### Required work
Give a verbatim copy of the lines below, minus the pictures.

### Information given

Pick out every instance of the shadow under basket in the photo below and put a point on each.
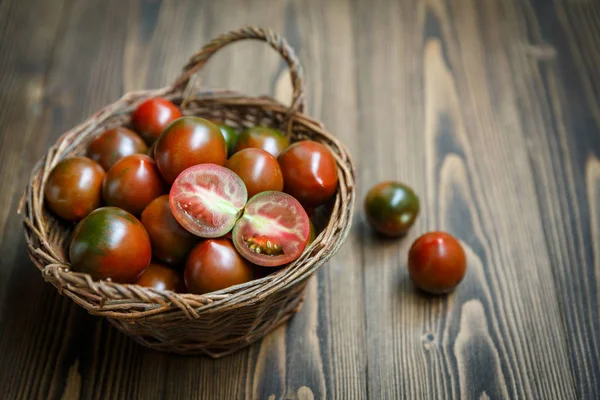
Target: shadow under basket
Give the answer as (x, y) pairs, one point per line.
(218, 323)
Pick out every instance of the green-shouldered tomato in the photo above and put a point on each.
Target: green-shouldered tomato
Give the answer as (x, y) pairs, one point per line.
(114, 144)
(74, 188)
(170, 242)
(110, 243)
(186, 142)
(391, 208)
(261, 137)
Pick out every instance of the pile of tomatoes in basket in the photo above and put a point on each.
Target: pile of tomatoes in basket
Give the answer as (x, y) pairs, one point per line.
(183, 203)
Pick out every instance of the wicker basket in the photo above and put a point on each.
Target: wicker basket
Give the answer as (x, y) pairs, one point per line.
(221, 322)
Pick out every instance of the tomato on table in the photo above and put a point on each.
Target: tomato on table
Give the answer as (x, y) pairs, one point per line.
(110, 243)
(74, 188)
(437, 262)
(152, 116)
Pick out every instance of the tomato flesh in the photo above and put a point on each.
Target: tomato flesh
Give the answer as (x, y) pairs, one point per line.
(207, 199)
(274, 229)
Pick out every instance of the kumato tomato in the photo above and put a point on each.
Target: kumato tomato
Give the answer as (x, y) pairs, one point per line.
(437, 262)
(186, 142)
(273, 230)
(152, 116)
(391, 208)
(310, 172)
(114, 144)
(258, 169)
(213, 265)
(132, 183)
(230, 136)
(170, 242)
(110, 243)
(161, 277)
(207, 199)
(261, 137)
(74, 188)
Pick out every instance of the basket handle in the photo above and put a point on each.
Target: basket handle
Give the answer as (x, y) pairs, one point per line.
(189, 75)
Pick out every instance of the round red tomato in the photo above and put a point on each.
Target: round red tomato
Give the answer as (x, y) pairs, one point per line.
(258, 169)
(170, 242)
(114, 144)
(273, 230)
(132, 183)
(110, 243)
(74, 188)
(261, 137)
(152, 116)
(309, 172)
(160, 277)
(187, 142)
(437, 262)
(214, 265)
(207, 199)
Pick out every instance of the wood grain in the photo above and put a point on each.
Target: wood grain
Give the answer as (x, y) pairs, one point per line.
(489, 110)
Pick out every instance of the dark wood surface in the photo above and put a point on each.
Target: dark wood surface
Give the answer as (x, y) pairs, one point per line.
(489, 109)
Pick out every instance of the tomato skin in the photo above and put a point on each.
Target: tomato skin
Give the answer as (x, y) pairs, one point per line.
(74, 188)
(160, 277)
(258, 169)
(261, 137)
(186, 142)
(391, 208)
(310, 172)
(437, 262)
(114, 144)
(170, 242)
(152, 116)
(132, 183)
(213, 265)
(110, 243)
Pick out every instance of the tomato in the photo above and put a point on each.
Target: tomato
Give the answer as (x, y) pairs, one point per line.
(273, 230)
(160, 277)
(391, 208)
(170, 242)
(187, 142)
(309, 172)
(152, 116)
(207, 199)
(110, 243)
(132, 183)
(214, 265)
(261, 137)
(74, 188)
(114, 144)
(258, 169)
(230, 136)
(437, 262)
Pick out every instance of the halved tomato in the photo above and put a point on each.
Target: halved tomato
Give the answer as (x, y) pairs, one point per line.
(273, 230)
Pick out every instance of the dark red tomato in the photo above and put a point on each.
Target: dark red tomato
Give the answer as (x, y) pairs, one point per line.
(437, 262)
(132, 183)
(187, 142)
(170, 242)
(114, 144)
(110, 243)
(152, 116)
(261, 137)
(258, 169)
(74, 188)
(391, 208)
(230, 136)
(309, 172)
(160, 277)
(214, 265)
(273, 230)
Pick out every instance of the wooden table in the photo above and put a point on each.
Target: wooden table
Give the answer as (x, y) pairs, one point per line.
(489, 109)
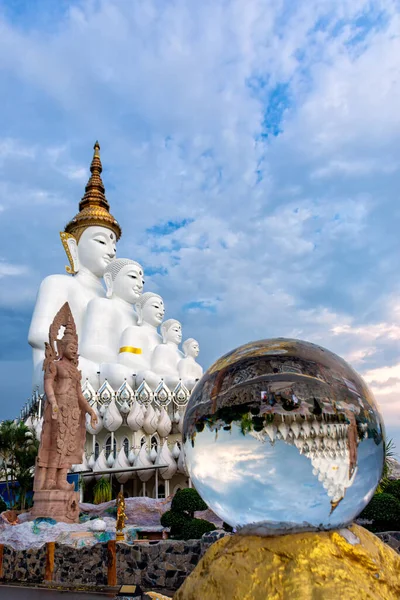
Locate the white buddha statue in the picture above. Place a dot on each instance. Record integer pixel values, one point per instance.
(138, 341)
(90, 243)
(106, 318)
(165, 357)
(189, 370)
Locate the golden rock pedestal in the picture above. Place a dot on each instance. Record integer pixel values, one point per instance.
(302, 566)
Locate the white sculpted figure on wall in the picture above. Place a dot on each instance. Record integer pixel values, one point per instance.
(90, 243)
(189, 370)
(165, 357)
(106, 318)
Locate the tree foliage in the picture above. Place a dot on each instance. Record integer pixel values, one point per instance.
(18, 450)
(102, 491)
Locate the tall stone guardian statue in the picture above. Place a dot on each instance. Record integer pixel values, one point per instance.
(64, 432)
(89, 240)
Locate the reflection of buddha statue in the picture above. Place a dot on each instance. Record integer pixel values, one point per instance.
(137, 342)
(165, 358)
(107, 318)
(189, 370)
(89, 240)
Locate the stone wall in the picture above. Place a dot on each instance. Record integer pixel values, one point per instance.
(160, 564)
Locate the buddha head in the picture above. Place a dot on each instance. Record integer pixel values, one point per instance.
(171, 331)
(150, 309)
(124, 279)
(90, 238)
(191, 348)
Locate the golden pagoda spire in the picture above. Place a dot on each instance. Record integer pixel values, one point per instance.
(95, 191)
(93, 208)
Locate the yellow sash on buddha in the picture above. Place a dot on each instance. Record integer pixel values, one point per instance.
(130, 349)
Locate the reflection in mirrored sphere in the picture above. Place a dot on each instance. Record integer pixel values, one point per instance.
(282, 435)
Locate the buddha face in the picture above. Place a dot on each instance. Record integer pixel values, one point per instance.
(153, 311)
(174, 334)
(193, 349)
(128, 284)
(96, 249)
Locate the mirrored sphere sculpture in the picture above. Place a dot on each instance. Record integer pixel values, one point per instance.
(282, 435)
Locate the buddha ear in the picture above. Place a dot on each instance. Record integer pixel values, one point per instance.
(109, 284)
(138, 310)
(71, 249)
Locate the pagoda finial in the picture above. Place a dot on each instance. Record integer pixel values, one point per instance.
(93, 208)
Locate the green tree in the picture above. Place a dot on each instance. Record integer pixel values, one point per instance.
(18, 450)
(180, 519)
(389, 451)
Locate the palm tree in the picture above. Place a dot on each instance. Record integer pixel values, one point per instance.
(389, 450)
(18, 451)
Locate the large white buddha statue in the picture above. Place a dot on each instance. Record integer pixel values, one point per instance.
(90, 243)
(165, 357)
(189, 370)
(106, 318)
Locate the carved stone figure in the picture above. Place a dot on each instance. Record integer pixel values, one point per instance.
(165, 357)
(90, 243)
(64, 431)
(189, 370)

### Reply to the task
Pick out every instance of the shadow under basket in the photo below and put a point on each.
Target: shadow under basket
Give the answer as (x, y) pairs, one point per line.
(218, 323)
Pick out every instance of the green-shouldered tomato in the photo above and put a point on each.
Target: green-shouldered tomato
Give the answer as (x, y) pairs, one point per line.
(114, 144)
(74, 188)
(170, 242)
(110, 243)
(186, 142)
(391, 208)
(261, 137)
Pick out every instance of the pile of tomatoes in basket in the photo above and put a point on each.
Target: pile of tomatoes in basket
Give the answer as (x, y) pairs, one point per line.
(183, 203)
Pick out every instance of the wicker basket in the photo above and put a point on each.
Target: wicker basket
Give the answer as (x, y) pairs, one point per line.
(221, 322)
Pick out every instance of the tomato on table in the photo above and put a point on each.
Target: tomato on table
Give the answer as (x, y) pairs, one point per line.
(110, 243)
(74, 188)
(437, 262)
(152, 116)
Pick out every instance of the tomato flesh in the photo above and put a point on each.
Target: tomato flesh
Give the answer as (x, y) pairs, one point per line.
(207, 199)
(274, 229)
Pick out every instance of the kumato tomato in the photo above and put a point on each.
Target: kumato tomato
Give the answer as (x, y) pairs, one point per line.
(437, 262)
(186, 142)
(273, 230)
(152, 116)
(391, 208)
(310, 172)
(114, 144)
(258, 169)
(213, 265)
(132, 183)
(230, 136)
(170, 242)
(110, 243)
(161, 277)
(207, 199)
(261, 137)
(74, 188)
Pick out every instance of the basket handle in the photo above and put a point on each.
Target: basket handle
Give the answer as (x, y) pairs, one point per line.
(189, 75)
Pick out every instance of the round red tomato in the photo above and put a point on each.
Target: round red tomato
Give the answer as (x, y) pairs, one point per line.
(258, 169)
(170, 242)
(114, 144)
(273, 230)
(132, 183)
(110, 243)
(74, 188)
(261, 137)
(152, 116)
(309, 172)
(160, 277)
(187, 142)
(437, 262)
(214, 265)
(207, 199)
Pick out every instance of the wood grain in the photo above and put a point on each.
Target: wood grain
Give the answer as (x, y) pairs, one point per line.
(489, 110)
Pick out every instance of the dark wood surface in the photo above and put a point on each.
Target: dark wood surface
Give the answer as (x, y) pairs, one point per line.
(489, 109)
Pick out every instance of the tomato skin in the photo above and put a point on each.
Target: tomato skin
Give the answer as (x, y) pairs, one point per line.
(74, 188)
(160, 277)
(258, 169)
(261, 137)
(186, 142)
(391, 208)
(310, 172)
(437, 262)
(114, 144)
(170, 242)
(152, 116)
(132, 183)
(213, 265)
(110, 243)
Pick out every instance of the tomato in the photo above and put a point on each.
Target: tomato
Give the answer as (x, y) pairs, one point per line.
(273, 230)
(160, 277)
(391, 208)
(170, 242)
(187, 142)
(309, 172)
(152, 116)
(207, 199)
(110, 243)
(132, 183)
(214, 265)
(261, 137)
(74, 188)
(114, 144)
(258, 169)
(230, 136)
(437, 262)
Pick out every instance of the halved tomato in the photo above and put a point on each.
Target: halved tomato
Give the answer as (x, y) pairs, one point per line.
(273, 230)
Pick out every instance of the dark red tomato in the photo above and put a point on each.
Target: dark red tomato
Give the answer as (x, y) pairs, one point per line.
(437, 262)
(132, 183)
(187, 142)
(170, 242)
(114, 144)
(110, 243)
(152, 116)
(261, 137)
(258, 169)
(74, 188)
(391, 208)
(230, 136)
(309, 172)
(160, 277)
(214, 265)
(273, 230)
Pick out every instance of the wooden table in the photo above and put a point on each.
Target: wooden table
Give the answer as (x, y) pairs, one point per line.
(489, 109)
Locate the white buddha statue in the picture above. Place a dot on each instance. Record integer pixel values, one point per instance.
(138, 341)
(90, 243)
(106, 318)
(165, 357)
(189, 370)
Locate the golden rock pedestal in the picture above. Place a dot on each instance. Record integer pixel values, one point per instance.
(302, 566)
Locate the white sculpted figure on wall in the picture above. Place a dot on each instance. Record integer pixel values, one point per instance.
(90, 243)
(189, 370)
(165, 357)
(106, 318)
Locate the tree foliage in the picture above. Place a dot on each instance. Record integer pixel values, one point per instance.
(18, 450)
(102, 491)
Locate the tall stone guardian statue in the picture above. Place a dot on each instance. Record integer pixel values, one point per instance.
(64, 432)
(89, 240)
Locate the reflection of buddha statue in the picture above. Place a dot on each instance. Record integer pixel values, one point per instance.
(137, 342)
(165, 358)
(107, 318)
(189, 370)
(89, 240)
Locate the stone wall in the picture above. Place a dot on each instance. Record integer pixel values, one point per instance.
(160, 564)
Locate the buddha head in the picture above. Place a dot on each instance. Record integer pixel values, one point per instance.
(171, 331)
(150, 309)
(124, 279)
(90, 238)
(191, 348)
Locate the golden pagoda spire in the picture above. Place a dot on each instance. Record integer pixel values, one point per instance.
(95, 191)
(93, 208)
Locate the yellow sash on buddha in the picture above. Place a dot on each instance. Record integer pixel values, one point per instance.
(130, 349)
Locate the reflection in mirrored sphere in the picture above. Place a dot on each instance. Record integer pixel values, one point per instance.
(282, 435)
Locate the buddha face in the picture above. Place a dot on each instance. Record integer pixel values, one point per instance.
(153, 311)
(174, 334)
(193, 349)
(128, 284)
(96, 249)
Locate the mirrored sphere sculpture in the picture above. Place a dot on each instance. Record integer pixel values, one point per instance.
(282, 435)
Locate the buddha ear in the picture above. Place a dot on each instance. Record integer pixel values, one point per instance.
(109, 284)
(138, 310)
(71, 249)
Locate the pagoda finial in the picture above. Place a dot on each instance. Record integer pixel values, one point per instance.
(93, 208)
Locate the green tree in the picture above. Place a dot on each instance. Record integer pixel values, one point per instance.
(18, 450)
(180, 519)
(389, 451)
Locate the palm tree in the picture above. Place a dot on each instance. Record integer pixel values, one point per instance.
(389, 450)
(18, 451)
Locate the large white buddha statue in the picture above. Place a dot on each instance. Record integer pixel values, one point per instance.
(90, 243)
(165, 357)
(189, 370)
(106, 318)
Locate the carved stone figure in the picture above. Place a dot on each instance. Record integer pixel values, one point per instance.
(165, 357)
(90, 243)
(64, 431)
(189, 370)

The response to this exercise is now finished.